> [Directions]:
From the data below, pull out every line that contains the string "green". Case counts.

(Pointing entries for named objects)
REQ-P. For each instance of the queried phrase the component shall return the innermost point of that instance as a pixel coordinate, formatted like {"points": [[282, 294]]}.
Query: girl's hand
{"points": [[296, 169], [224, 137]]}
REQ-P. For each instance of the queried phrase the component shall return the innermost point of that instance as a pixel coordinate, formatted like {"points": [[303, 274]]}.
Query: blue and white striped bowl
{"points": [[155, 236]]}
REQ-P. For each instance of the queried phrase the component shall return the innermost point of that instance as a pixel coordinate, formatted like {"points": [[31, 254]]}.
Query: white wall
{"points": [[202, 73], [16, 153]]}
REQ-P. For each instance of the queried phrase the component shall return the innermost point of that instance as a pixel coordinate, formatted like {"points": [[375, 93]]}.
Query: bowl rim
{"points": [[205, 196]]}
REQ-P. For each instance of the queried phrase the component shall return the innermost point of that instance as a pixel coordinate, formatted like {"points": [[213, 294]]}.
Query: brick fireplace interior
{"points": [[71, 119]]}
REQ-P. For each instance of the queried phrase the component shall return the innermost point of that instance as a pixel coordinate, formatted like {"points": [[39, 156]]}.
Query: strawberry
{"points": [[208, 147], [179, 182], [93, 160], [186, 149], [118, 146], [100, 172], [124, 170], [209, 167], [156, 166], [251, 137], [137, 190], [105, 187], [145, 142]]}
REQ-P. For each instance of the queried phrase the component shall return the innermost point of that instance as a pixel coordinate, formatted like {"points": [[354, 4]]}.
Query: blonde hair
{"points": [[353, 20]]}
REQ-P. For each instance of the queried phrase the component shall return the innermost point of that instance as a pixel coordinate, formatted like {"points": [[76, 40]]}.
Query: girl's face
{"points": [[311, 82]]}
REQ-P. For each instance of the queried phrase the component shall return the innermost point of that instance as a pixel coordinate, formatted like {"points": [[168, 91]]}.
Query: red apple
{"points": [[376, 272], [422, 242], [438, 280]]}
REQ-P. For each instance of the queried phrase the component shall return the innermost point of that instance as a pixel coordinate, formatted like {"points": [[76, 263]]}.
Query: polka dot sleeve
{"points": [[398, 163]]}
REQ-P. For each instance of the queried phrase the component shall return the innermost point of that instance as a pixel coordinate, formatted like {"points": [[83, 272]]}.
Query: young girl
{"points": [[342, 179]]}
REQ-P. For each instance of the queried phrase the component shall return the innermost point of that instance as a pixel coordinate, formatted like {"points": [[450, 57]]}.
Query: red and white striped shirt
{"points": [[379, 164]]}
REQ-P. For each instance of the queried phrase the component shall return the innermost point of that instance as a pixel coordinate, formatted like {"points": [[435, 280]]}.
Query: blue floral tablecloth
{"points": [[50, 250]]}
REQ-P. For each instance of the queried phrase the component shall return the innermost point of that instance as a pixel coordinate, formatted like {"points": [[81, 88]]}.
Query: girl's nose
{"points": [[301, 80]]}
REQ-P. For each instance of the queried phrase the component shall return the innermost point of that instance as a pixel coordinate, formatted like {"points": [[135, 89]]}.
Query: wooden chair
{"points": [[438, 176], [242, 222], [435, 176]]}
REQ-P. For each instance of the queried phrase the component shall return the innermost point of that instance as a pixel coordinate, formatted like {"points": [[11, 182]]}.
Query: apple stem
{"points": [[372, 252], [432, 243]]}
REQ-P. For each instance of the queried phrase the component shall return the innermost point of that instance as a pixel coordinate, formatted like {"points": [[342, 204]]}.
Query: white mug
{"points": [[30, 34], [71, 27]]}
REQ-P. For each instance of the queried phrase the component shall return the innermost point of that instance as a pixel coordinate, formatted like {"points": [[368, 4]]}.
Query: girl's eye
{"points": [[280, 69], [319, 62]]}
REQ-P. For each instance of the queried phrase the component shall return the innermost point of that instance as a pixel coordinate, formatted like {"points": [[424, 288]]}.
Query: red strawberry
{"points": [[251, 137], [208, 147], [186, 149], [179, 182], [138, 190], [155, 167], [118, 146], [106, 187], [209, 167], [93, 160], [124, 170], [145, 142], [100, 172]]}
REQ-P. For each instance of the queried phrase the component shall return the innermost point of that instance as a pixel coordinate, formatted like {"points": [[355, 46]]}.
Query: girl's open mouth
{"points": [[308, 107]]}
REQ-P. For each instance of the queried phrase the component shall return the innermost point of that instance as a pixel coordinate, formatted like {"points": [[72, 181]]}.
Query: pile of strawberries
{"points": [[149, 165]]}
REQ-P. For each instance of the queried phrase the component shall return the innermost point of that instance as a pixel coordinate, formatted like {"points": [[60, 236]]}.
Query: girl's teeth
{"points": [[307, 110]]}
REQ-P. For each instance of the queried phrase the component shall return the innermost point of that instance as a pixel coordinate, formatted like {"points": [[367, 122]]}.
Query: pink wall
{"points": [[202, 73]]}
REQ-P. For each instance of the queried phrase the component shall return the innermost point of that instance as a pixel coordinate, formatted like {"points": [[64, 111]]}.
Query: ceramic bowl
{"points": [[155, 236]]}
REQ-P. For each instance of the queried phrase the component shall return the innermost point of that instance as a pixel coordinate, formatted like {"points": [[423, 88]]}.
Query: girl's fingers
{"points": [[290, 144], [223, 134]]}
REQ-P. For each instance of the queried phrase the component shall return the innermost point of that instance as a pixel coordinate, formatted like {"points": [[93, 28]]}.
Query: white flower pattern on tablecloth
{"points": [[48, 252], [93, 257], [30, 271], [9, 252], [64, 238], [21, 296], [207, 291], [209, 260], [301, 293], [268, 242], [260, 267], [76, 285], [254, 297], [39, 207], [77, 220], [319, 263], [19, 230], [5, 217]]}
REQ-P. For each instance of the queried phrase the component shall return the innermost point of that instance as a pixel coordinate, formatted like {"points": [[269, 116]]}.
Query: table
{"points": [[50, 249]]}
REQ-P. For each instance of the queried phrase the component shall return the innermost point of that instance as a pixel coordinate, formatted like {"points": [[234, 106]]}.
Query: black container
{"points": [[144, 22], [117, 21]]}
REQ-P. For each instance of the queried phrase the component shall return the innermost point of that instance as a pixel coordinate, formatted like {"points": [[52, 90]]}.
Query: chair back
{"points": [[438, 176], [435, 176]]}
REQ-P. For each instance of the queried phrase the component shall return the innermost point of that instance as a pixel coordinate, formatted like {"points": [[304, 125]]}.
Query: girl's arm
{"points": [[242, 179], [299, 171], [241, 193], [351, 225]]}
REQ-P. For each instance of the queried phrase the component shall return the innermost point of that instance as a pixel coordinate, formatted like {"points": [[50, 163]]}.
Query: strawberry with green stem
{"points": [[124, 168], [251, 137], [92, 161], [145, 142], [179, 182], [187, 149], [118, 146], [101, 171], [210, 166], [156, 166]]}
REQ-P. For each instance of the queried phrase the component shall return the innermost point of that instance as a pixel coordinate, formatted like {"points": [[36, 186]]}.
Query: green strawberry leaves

> [Right answer]:
Query: strawberry with green stem
Query: green strawberry leaves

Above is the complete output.